■ YOUR OBJECTIVE
In your copy, include no images and return each entry exactly as written.

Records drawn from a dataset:
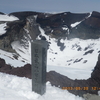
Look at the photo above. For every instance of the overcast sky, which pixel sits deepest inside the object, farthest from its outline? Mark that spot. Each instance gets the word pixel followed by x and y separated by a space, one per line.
pixel 75 6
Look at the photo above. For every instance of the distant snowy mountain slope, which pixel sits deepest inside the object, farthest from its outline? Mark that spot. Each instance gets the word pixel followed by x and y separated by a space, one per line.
pixel 57 29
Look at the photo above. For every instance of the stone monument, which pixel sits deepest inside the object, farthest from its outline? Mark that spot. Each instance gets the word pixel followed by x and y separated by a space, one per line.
pixel 39 63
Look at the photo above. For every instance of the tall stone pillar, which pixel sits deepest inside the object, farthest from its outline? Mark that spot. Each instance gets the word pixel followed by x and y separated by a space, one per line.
pixel 39 63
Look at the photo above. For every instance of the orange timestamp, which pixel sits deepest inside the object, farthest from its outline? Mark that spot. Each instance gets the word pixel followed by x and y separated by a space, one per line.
pixel 80 88
pixel 75 88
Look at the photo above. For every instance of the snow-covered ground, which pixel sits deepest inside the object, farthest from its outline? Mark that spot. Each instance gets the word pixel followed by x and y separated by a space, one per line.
pixel 72 62
pixel 16 88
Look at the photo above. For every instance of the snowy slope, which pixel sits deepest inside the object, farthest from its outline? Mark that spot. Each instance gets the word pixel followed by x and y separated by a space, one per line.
pixel 76 60
pixel 16 88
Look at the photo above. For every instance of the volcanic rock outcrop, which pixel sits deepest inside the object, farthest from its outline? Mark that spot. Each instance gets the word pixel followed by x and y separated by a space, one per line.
pixel 77 87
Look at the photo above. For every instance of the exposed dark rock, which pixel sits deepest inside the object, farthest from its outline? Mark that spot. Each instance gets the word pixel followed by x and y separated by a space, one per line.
pixel 77 87
pixel 88 28
pixel 90 51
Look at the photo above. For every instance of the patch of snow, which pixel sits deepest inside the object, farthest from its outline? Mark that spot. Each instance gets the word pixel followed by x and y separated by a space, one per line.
pixel 64 28
pixel 17 88
pixel 9 59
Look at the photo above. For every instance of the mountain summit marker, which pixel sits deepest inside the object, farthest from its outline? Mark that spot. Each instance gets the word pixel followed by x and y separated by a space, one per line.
pixel 39 63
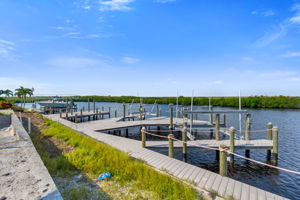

■ RESPONSE TO THIS EXERCISE
Look at the photo above. For every instance of the overcast sky, which pixel sits deepest inside the object, farthest from its outline? Mark that spot. Each instance gets the word pixel followed by x and y separated by a space, one per line.
pixel 75 6
Look at the photo above. For every instance of the distant snowy mountain slope, which pixel sits deepest inside the object, farthest from its outline? Mark that spot. Each instance gets the word pixel followed by x and y separated by a space, one per line.
pixel 57 29
Look at the photo above. For every instance of the stone monument, which pixel sits deepest inside the object, farthest from its outline? Mark that spot. Each instance gets the word pixel followed by x and y separated by a space, one per line.
pixel 39 63
Look at the photo above. For every instance of the tall stone pillar, which pixel sits deepest inside the object, farthest from its outline? Mark that spot. Each instance gets the word pixel followed by x and y separated by a space, one per line.
pixel 39 63
Look at the photo above. For every instance of the orange timestamp, which pixel sits deepest inside the object, farthest from its outline? Mark that spot. Each instance gets the word pixel followed by x and y separated by a space, one per line.
pixel 80 88
pixel 75 88
Look at the photo above. For every instance of the snow-covered ground, which pixel sits deepest inside the object, farthest from its outline? Mark that spot. Each instance gets the word pixel followed by x and y separated by a space, one per line.
pixel 72 62
pixel 16 88
Look at the photo above. For every instance of the snowy slope, which pixel sits deepest inside the object, farthest from its outline? Mark that spot. Each instance gets the word pixel followed by x and y separated by a space, one per line.
pixel 76 60
pixel 16 88
Look at the photo above. For every instance of the volcanic rock outcrop, which pixel sits deepest inside the object, farthest from its outline? Mark that spot. Each instance gets the word pixel followed by x and y separated by a space, one per line.
pixel 77 87
Look at the photo above. For every instance of the exposed dark rock, which pixel sits deepest inside the object, farthest from its outline? Mark that spot. Each instance gets the word pixel followed by x and y separated by a space, one per line.
pixel 77 87
pixel 88 28
pixel 90 51
Look at the photo above. For every instance of the patch of snow, which pixel sits deepest inside the object, farthest from its outline? Mark that spot. Each instance gets the word pixel followed by x and y separated by a space, one per line.
pixel 64 28
pixel 17 88
pixel 9 59
Look at the photo above. For every instance of the mountain summit marker, which pixel sits deepest inside the object, farthest from its outline? Mark that spot. Each instance gets the word pixel followed by x and y separated by a space, one per line.
pixel 39 63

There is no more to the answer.